**Requests**
A. Reproduce the passage of the Montana House article verbatim, everything from "The Montana House" down to "or federal level.".
B. Continue the article on the Montana House gun-rights debate from the point where it stops.

Samuel Wilson | Hagadone News Network | UPDATED 9 years, 9 months AGO
by Samuel Wilson
| February 9, 2015 8:00 PM

The Montana House on Monday took up two bills asserting states’ rights over the federal government, with a gun-rights bill moving forward to the Senate and a bill to give sheriffs a say over federal law offices killed after a lengthy floor debate.

Local and state law enforcement officials would be prohibited from enforcing new federal bans on firearms and magazines under House Bill 203, which passed the House on a 59-41 vote.

As initially written, the bill would also have taken enforcement actions against officers and county attorneys who violated the law. Rep. Art Wittich, R-Bozeman, the bill’s sponsor, noted that the section was taken out of the bill in committee, but representatives on the other side of the aisle disagreed on whether the proposed law would force officers to choose between legal violations at the state or federal level.

“It turns cops into criminals,” Rep. Nate McConnell, D-Missoula, said during the floor debate Saturday. “If you’re a law enforcement officer and you don’t follow this law, you’re a criminal.”

McConnell also objected to what he characterized as broad language in the bill, asking whether a public employee’s cooperation in enforcement of federal laws could be construed to apply to a 911 operator dispatching an officer.

Several other Democrats also spoke against the bill, including Rep. Virginia Court, D-Billings, who expressed concerns about the relationship of state and local officers who work with federal authorities such as the federal Border Patrol.

“Our law enforcement officers take an oath to support the U.S. Constitution and the Montana Constitution, and to work in unison with each other,” Court said. “This is a hypothetical case. It’s about something that might not happen.”

The enforcement mechanism removed by the House Judiciary Committee had included an “official misconduct” charge for officers and county attorneys who fail to prosecute public employees breaking the law. However, language remains in the bill that would classify enforcement of new federal gun laws as “theft” of public resources.

“There is still other enforcement available,” Wittich said. “Citizens can file an administrative complaint against the officer.”

Wittich added that officers could still see disciplinary actions taken against them as with any other violation of state law.

Responding to McConnell’s assertion that the law would violate the U.S. Constitution’s Supremacy Clause, which generally holds that federal laws trumps contradictory laws at the state level, Wittich quoted the clause and said such a federal ban would not be “pursuant” to the right to bear arms under the Second Amendment. As such, it would not apply to the state’s prohibition of federal enforcement.

**Source material**
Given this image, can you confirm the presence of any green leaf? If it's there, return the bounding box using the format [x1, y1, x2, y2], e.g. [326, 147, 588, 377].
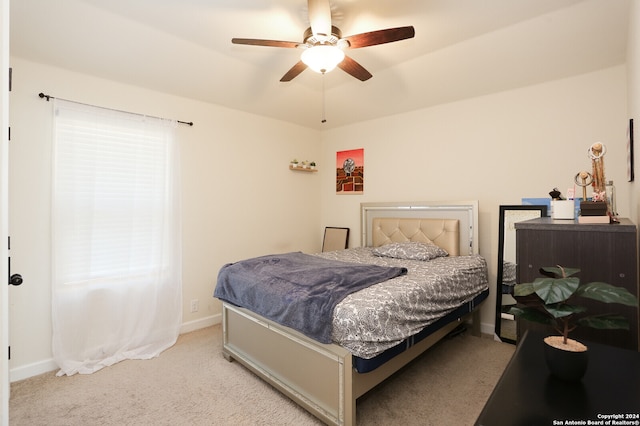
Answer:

**Responses in order**
A.
The Montana House on Monday took up two bills asserting states’ rights over the federal government, with a gun-rights bill moving forward to the Senate and a bill to give sheriffs a say over federal law offices killed after a lengthy floor debate.

Local and state law enforcement officials would be prohibited from enforcing new federal bans on firearms and magazines under House Bill 203, which passed the House on a 59-41 vote.

As initially written, the bill would also have taken enforcement actions against officers and county attorneys who violated the law. Rep. Art Wittich, R-Bozeman, the bill’s sponsor, noted that the section was taken out of the bill in committee, but representatives on the other side of the aisle disagreed on whether the proposed law would force officers to choose between legal violations at the state or federal level.

B.
The Supremacy Clause also came up Monday as the House debated House Bill 203, which would prohibit federal law enforcement officials from making arrests, searches or seizures without the consent of the county sheriff where the action occurs. That measure failed to reach a final vote, failing 61-39 after the floor debate.

Rep. Gordon Pierson, D-Deer Lodge, referred to a legal note attached to the bill, which said the bill could prevent federal employees from complying with both federal and state law and said the Supreme Court has repeatedly asserted federal preemption over state statutes.

“The response [to the legal note] implied there is no Supremacy Clause problem here,” Pierson said, adding the response contained no legal citations. “There can’t be a legal citation to that argument because it’s not supported by any case law.”

Rep. Bill Harris, R-Winnett, contested Pierson’s argument, pointing to the U.S. Fish and Wildlife Service and the Bureau of Land Management as problematic agencies that need a check on their power.

“[This bill] doesn’t have anything to do with the Supremacy Clause … it’s just to reign in the out-of-control agencies that kind of get their dander up ahead of the law,” Harris said.

The bill had narrowly passed the House Judiciary Committee after an amendment gave discretion to county sheriffs as to whether they needed to enforce the law.

However, Rep. Frank Garner, R-Kalispell, cited his decades spent in law enforcement and called the proposal unnecessary. Garner served eight years as Kalispell’s police chief.

“I worked with a sheriff named Jim Dupont that many people from the Flathead know,” Garner said. “We didn’t need a piece of paper to tell us what was the right thing to do. And nobody told Jim Dupont what to do. He didn’t take orders from federal officials and neither did I.”

The bill sponsor, Rep. Nancy Ballance, R-Hamilton, objected to the bill’s opponents who said 55 out of 56 Montana sheriffs opposed the bill, even after the amendment. She said that number was based on the presumption the sheriff’s lobbyists spoke for all sheriff’s offices across the state.

“The point of this bill is to give sheriffs, if they want it, when they need it, one more tool they can use to protect the citizens of their county,” she said.

She responded to the Supremacy Clause argument with a quote from Alexander Hamilton: “The laws of Congress are restricted to a certain sphere, and when they depart from this sphere, they are no longer supreme or binding.”